• [Exercise objective]: Convert every line of the records below into a numbered list, skipping any blank lines.

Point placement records

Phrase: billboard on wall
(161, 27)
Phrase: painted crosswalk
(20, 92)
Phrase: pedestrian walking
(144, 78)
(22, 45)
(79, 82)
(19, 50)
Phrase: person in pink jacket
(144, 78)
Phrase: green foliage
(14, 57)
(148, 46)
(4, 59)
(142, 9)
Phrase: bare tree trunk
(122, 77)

• [Task result]:
1. Phrase: billboard on wall
2. (161, 27)
3. Phrase: painted crosswalk
4. (20, 92)
5. Phrase: pedestrian walking
6. (144, 78)
7. (22, 45)
8. (79, 82)
9. (19, 50)
10. Phrase: person in pink jacket
11. (144, 78)
12. Phrase: green foliage
13. (14, 57)
14. (148, 46)
15. (4, 59)
16. (142, 9)
17. Phrase: bare tree trunk
18. (122, 77)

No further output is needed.